> _TASK STATEMENT_: Return every line of the entries below that contains the string "turbine", matching case exactly.

------

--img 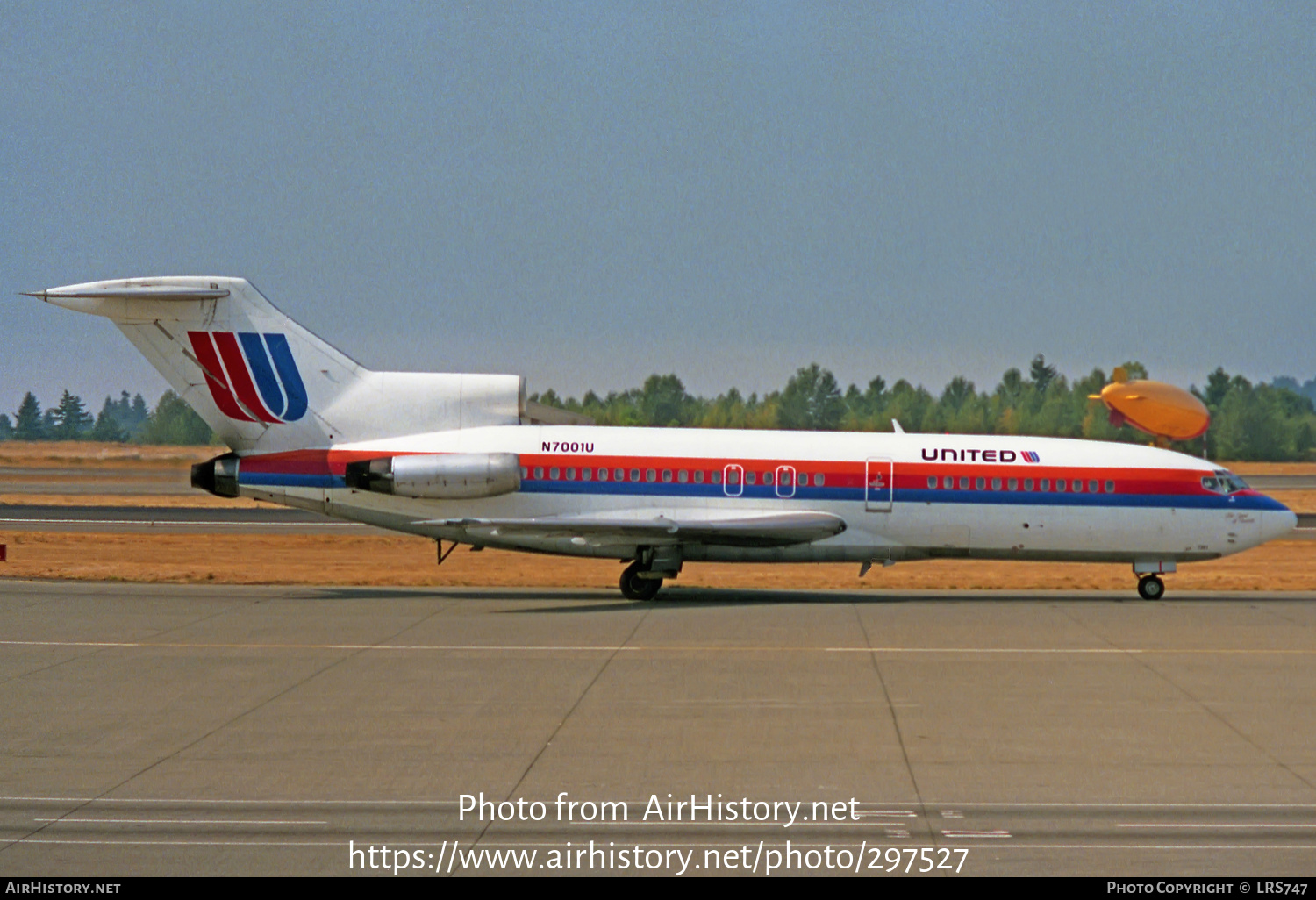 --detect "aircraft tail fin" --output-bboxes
[31,276,526,452]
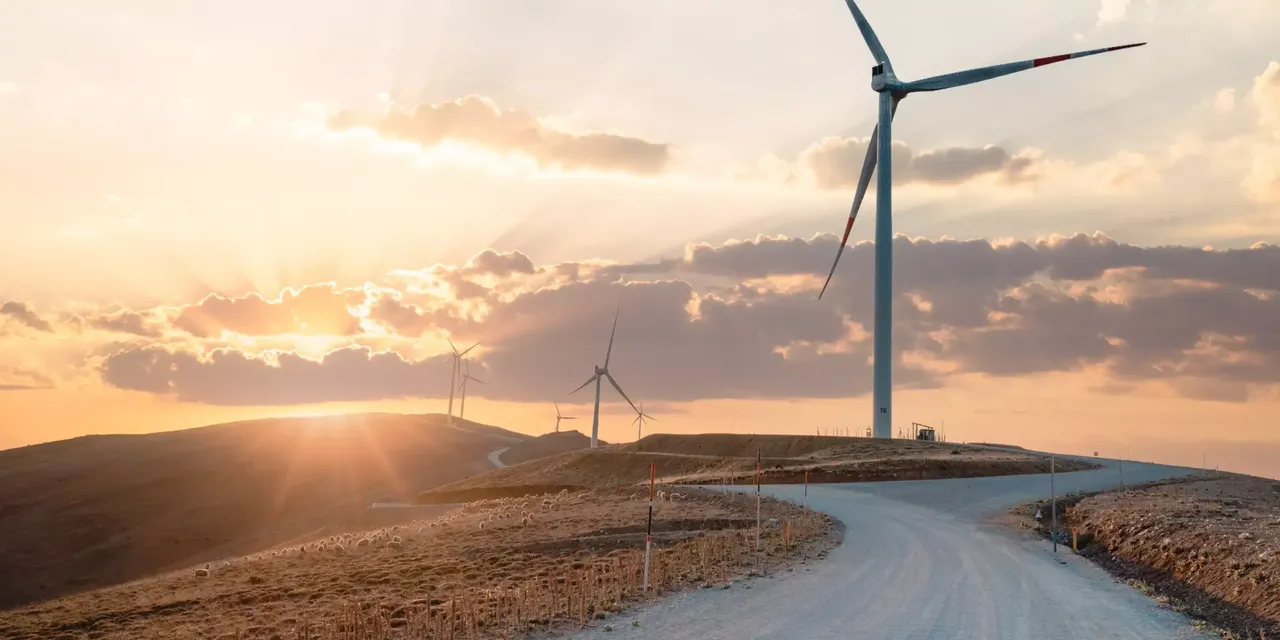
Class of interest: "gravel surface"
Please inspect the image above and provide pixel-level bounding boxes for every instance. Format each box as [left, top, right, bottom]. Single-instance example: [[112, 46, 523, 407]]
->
[[571, 460, 1212, 640]]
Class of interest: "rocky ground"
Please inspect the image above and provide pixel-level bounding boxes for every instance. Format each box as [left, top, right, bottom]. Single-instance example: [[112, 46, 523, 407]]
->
[[1016, 474, 1280, 639], [0, 490, 838, 640]]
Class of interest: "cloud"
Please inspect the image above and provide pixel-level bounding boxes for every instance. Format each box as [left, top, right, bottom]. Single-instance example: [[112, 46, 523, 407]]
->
[[102, 347, 451, 404], [736, 137, 1042, 189], [77, 234, 1280, 404], [1240, 61, 1280, 205], [799, 137, 1034, 189], [328, 96, 672, 175], [170, 283, 365, 338], [0, 301, 54, 333]]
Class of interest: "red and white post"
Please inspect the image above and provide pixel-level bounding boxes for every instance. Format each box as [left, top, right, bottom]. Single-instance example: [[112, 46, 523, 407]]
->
[[755, 449, 760, 552], [644, 462, 655, 591]]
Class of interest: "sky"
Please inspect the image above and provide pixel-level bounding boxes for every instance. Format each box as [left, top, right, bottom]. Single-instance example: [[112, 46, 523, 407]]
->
[[0, 0, 1280, 477]]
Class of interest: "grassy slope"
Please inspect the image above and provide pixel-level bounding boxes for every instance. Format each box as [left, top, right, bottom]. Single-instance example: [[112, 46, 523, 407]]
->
[[0, 415, 526, 608], [419, 434, 1089, 503]]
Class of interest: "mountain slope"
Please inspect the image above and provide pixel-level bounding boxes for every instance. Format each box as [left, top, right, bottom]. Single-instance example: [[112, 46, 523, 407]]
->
[[0, 413, 527, 608]]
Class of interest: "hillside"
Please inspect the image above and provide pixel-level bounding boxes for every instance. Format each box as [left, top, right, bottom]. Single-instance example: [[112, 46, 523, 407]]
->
[[0, 413, 527, 608], [419, 434, 1092, 504], [499, 431, 599, 465]]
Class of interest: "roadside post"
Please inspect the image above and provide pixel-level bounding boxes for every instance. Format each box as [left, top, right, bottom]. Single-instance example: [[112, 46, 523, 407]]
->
[[1048, 454, 1057, 553], [644, 462, 657, 591], [755, 449, 760, 553]]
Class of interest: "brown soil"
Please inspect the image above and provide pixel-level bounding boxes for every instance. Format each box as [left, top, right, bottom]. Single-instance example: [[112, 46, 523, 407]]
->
[[0, 415, 527, 609], [0, 490, 838, 640], [419, 434, 1093, 503], [499, 431, 608, 465], [1013, 474, 1280, 639]]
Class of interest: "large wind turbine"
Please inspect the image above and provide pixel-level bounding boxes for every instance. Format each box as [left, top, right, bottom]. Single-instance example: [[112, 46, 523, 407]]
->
[[568, 306, 640, 449], [631, 401, 658, 442], [458, 358, 485, 417], [447, 340, 480, 425], [818, 0, 1146, 438], [552, 402, 577, 433]]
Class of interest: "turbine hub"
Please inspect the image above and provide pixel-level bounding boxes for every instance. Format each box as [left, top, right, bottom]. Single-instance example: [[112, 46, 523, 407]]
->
[[872, 63, 893, 91]]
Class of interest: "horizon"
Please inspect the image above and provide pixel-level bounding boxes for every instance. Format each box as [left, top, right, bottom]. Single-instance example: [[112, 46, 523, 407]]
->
[[0, 0, 1280, 479]]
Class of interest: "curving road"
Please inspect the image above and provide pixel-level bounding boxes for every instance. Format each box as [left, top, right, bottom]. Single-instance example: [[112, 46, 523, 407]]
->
[[571, 461, 1213, 640], [489, 447, 511, 468]]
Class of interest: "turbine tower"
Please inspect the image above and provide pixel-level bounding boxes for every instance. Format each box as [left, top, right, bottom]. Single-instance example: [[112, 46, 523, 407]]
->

------

> _SOLVED PROBLEM_:
Class of interest: "large wind turbine"
Class of interest: "turbine hub"
Class of interest: "turbine tower"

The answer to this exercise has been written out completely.